**DOCUMENT TEXT**
Code Coverage Metrics: A Useful Tool with Limitations
Discover the benefits and limitations of code coverage as a helpful tool when practicing TDD, and learn how to effectively use it while avoiding common pitfalls.
Disclaimer: You are reading an early version of the text! The final version of the book will be revised and may contain additional content.
Previously we discussed effectively combining different kinds of tests to create a well-rounded testing strategy. But now you might wonder: How can we measure the success of our testing efforts? Can we define metrics and set goals to do so?
In the past, I’ve mistakenly used code coverage metrics as a target to work towards. But this turned out to lead to all kinds of problems. So let’s look closer at code coverage, its pros and cons, and why code coverage tools still have a place in shaping our testing strategy.
Code Coverage Basics
Code coverage tools measure how much of our code is covered by tests, allowing us to define thresholds that break the build if coverage falls below a certain point. Evaluating our testing strategy by setting coverage thresholds is tempting, but we must be cautious when defining them.
Code coverage tools like c8 and Istanbul determine what code was and was not executed during a test run, considering unexecuted code untested. However, they don’t know whether specific parts of the code are relevant or prone to errors. And even more importantly: Those tools can’t determine if our tests test anything meaningful.
When a Measure Becomes a Target
A high code coverage in itself doesn’t provide any value to anybody. We want to write tests to, among other things, establish fast feedback loops, enable us to do continuous refactoring, and prevent us from introducing regressions while doing so. To rake in all those benefits, we need high code coverage. Yet, unfortunately: code coverage is a metric we can game easily.
// Just rendering a simple component can lead to 100%
// code coverage without testing anything meaningful.
it('should render correctly', () => {
const wrapper = mount(Component);
expect(wrapper.html()).toContain('div');
});
When a measure becomes a target, it ceases to be a good measure because people start to game it.
– Goodhart’s law
Trying to achieve or maintain high code coverage via thresholds often results in canny developers finding ways to hit the required code coverage percentages without actually testing anything meaningful. Instead of focusing on reaching the threshold, the real goal should be that our tests give us confidence and help us do our job more efficiently. The primary objective of testing is not to reach an arbitrary threshold but to provide fast feedback during development to aid our development flow, prevent bugs, and ensure the maintainability of our software in the long run.
Using Coverage as a Tool, Not a Target
Despite the limitations of concrete code coverage targets, code coverage tools can still be instrumental in aiding our testing efforts. For example, while 100% code coverage is not a desirable goal in most cases, a low value suggests that our application’s code coverage is insufficient. On the other hand, high code coverage doesn’t guarantee that our application is well-tested. Yet a low code coverage indicates that we must improve how we write code.
While 100% code coverage is not a desirable goal in most cases, a low value suggests that our application’s code coverage is insufficient.
It’s essential to use coverage metrics as a tool rather than as a target. We should monitor our coverage metrics but not get hung up on reaching specific thresholds. Yet, we must be vigilant and critically question steadily decreasing code coverage. Tools can show us exactly which lines of code are not covered by tests, allowing us to decide on a case-by-case basis whether we’re missing a test for an important feature related to the uncovered lines of code. If it is regularly the case that we find essential lines of code not covered by tests, we need to up our testing game.

**STORED DATA**
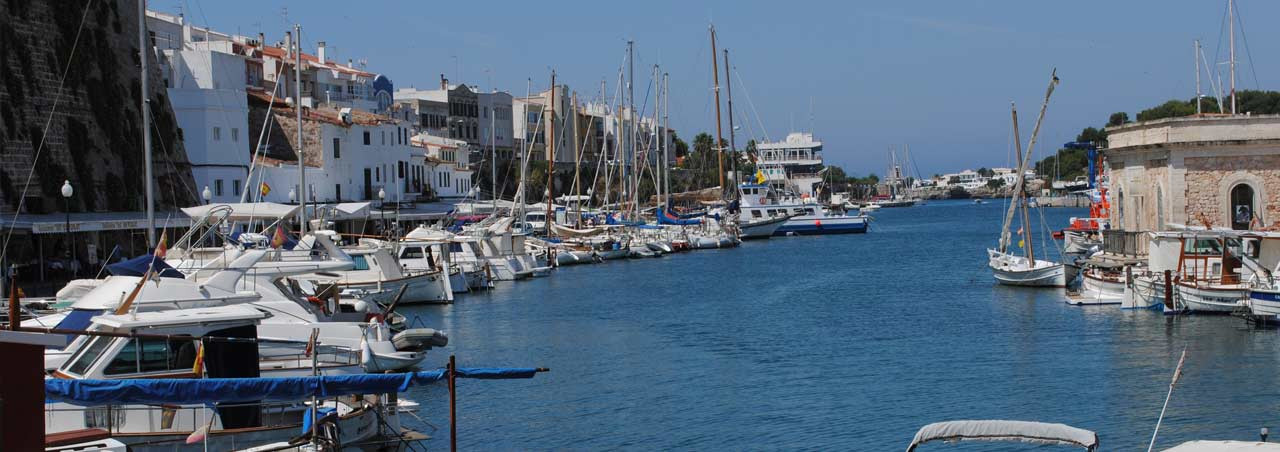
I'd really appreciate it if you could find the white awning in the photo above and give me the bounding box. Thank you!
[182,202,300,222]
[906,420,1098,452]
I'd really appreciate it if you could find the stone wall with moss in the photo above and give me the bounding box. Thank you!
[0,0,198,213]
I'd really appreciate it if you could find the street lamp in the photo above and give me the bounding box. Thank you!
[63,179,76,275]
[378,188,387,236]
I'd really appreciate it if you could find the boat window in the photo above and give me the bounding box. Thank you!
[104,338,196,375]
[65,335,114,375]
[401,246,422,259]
==
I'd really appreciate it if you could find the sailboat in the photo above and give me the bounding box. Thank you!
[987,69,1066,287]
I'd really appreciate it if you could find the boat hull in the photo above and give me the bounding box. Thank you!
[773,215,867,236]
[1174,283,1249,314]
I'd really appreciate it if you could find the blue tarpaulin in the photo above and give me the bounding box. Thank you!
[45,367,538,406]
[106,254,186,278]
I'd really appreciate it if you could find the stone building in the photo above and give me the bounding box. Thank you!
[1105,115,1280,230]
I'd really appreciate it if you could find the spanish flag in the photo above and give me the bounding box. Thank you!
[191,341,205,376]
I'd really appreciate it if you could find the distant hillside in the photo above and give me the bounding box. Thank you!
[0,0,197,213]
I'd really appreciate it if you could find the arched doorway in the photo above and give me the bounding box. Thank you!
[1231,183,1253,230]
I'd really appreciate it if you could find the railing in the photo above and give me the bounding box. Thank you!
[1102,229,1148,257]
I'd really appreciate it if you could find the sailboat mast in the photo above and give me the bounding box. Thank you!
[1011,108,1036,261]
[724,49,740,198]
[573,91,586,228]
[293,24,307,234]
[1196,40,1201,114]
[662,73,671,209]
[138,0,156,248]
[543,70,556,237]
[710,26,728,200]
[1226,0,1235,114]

**LIST OF TASKS**
1. Which two code coverage tools does the text on code coverage name as examples?
2. Reproduce the stretch of the records from the line containing "I'd really appreciate it if you could find the arched" through the line containing "[1226,0,1235,114]".
The text on code coverage and the records were drawn from separate sources.

**TASK RESULTS**
1. c8 and Istanbul.

2.
I'd really appreciate it if you could find the arched doorway in the photo above and give me the bounding box. Thank you!
[1231,183,1253,230]
I'd really appreciate it if you could find the railing in the photo above and give me the bounding box. Thank you!
[1102,229,1148,257]
I'd really appreciate it if you could find the sailboat mast in the photo above and give me the bounding box. Thank you!
[1011,108,1036,261]
[724,49,740,198]
[573,91,586,228]
[293,24,307,234]
[1196,40,1201,114]
[662,73,671,209]
[138,0,156,248]
[543,70,556,237]
[710,26,728,200]
[1226,0,1235,114]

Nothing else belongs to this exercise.